DESCRIPTION OF THE TASK:
Can you print the material below verbatim, starting at the line that contains "Each instance receives one keypoint. Mark the mountain peak" and continuing through the final line?

Entries from a pointing dataset:
## Begin

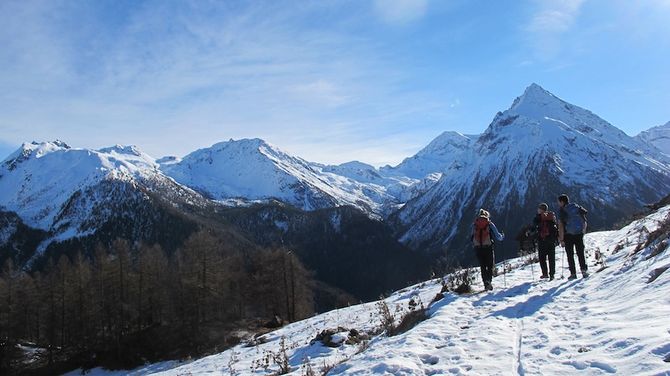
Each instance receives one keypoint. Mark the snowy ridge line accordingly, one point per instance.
(615, 321)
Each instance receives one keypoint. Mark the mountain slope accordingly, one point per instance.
(658, 136)
(437, 156)
(527, 327)
(541, 147)
(255, 170)
(75, 198)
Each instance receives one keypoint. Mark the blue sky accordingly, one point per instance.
(330, 81)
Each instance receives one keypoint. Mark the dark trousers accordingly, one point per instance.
(486, 262)
(572, 242)
(547, 252)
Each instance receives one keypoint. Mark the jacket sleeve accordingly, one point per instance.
(498, 235)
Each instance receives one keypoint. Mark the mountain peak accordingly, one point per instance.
(534, 96)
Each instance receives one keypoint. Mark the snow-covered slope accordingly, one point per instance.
(70, 192)
(542, 146)
(436, 157)
(657, 136)
(39, 178)
(255, 170)
(615, 321)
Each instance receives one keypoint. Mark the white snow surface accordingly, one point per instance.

## End

FINISHED ANSWER:
Each instance receives one keypoint. Mark the mountain peak accordingly, one point per instance.
(534, 96)
Each instance receives one keypoint. Mark the snow-covered slope accordingly, one point per instance.
(70, 192)
(542, 146)
(436, 157)
(657, 136)
(39, 178)
(255, 170)
(615, 321)
Each instance receives one keypoint. Mark the white snow surface accordingly, one point per instance.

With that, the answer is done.